### SOURCE DATA

- - -

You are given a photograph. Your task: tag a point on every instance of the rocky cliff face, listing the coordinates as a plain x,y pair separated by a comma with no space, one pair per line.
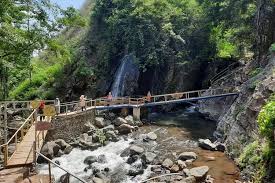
237,117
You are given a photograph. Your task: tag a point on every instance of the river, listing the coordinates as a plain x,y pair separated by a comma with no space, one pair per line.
177,132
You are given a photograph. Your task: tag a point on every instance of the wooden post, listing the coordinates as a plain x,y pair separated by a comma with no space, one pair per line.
5,123
50,172
34,153
6,155
15,141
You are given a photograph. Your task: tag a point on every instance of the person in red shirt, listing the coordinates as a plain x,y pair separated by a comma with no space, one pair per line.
40,110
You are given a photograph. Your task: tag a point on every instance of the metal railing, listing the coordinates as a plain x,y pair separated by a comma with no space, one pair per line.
50,169
22,130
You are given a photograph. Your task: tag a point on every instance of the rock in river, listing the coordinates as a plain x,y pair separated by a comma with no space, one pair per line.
167,163
90,160
99,122
187,155
150,136
148,157
207,144
136,150
119,121
199,172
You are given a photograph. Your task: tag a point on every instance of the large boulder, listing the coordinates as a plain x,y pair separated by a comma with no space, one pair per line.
99,122
187,155
111,135
130,120
50,149
148,157
90,160
68,149
167,163
108,128
199,172
125,129
151,136
207,144
175,168
136,150
85,139
119,121
61,143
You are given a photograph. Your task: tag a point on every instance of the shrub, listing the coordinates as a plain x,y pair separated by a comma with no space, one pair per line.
251,155
266,120
272,48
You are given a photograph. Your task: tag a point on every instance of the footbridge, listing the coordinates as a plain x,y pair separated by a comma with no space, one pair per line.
27,141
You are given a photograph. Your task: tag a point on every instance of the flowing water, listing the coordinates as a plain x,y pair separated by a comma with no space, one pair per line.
177,132
125,76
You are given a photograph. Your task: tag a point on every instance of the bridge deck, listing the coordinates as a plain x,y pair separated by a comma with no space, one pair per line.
23,154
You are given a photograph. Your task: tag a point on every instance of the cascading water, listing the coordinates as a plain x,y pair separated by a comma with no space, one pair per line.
126,77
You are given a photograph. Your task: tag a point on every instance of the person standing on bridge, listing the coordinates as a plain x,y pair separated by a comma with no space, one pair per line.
149,96
82,102
40,110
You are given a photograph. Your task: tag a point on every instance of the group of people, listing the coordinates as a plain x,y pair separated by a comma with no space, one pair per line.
82,103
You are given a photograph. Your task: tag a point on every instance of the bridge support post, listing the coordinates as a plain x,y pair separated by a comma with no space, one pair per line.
136,113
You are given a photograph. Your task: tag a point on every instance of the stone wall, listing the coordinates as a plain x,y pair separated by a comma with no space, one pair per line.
70,127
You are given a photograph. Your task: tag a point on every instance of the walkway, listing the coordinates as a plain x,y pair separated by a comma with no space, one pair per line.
26,138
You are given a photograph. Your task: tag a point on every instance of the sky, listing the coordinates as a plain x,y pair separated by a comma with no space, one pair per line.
66,3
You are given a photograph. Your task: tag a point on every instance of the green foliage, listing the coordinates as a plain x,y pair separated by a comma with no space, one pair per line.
266,120
254,72
252,154
272,48
101,135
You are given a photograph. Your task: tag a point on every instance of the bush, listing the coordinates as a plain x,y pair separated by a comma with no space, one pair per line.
266,120
272,48
251,155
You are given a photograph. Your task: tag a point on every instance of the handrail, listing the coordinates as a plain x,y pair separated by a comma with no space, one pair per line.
14,136
50,161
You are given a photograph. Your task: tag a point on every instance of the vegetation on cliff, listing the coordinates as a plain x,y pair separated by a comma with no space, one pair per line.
158,32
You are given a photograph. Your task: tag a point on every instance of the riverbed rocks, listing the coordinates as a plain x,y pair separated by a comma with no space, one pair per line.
134,149
126,129
100,122
90,160
148,157
167,163
150,136
199,172
208,145
187,156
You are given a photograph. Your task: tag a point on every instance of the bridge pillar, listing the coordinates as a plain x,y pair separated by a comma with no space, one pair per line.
136,113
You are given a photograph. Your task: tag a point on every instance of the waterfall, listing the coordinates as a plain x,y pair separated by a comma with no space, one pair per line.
126,77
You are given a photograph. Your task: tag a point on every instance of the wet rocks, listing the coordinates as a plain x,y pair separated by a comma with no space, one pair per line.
125,129
175,168
135,172
199,172
148,157
167,163
207,144
50,149
100,122
136,150
132,159
130,120
150,136
119,121
187,156
181,164
90,160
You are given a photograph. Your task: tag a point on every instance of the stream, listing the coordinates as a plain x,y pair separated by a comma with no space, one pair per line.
177,132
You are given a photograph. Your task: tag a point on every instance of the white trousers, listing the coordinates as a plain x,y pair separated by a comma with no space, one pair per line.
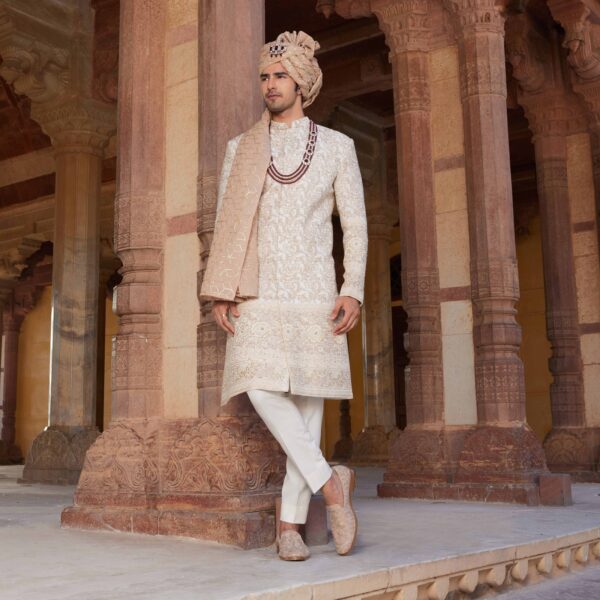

- - -

### WORK TO DO
Please write out the part of the entries that opens with the line containing "of the riverbed" and closes with the final line of the entries, as a numbered list without blank lines. Both of those lines are included, and the pictures are left out.

### IN RESPONSE
1. You are given a photograph. Your task: tag a point on every instance of the riverbed rocks, listing the coordinates as a plain x,y pair separated by a comma with no space, one pair per line.
2. 134,149
3. 126,129
4. 100,122
5. 90,160
6. 148,157
7. 167,163
8. 150,136
9. 199,172
10. 208,145
11. 187,156
12. You are given a photograph. Your task: tag a point on every instance of the bridge pillar, listing the coordinates as a plain x,y pair separated by a comma with no space, one pair per line.
13. 136,113
14. You are given a photograph. Your task: tag a point on every instance of the waterfall, listing the coordinates as a plain x,y pair separated by a comma with no space, one pair per line.
15. 126,77
16. You are given a photograph. Your task: tag a point on every instance of the wet rocks, listing the coordinates as a plain x,y pair separated by a comma with no space, one pair per line.
17. 125,129
18. 175,168
19. 135,172
20. 199,172
21. 148,157
22. 167,163
23. 207,144
24. 50,149
25. 100,122
26. 136,150
27. 132,159
28. 130,120
29. 150,136
30. 119,121
31. 187,156
32. 181,164
33. 90,160
34. You are given a photograph. Your task: tag a point on every instance of the stream, listing the coordinates as a plain x,y pair separated by a comma with no space, one pair per line.
35. 177,132
36. You are given a photograph. Your task: tag a point on every instance of the white trousers, listing the coordinates as a plain x,y pair separated by a comma with no space, one pair per line.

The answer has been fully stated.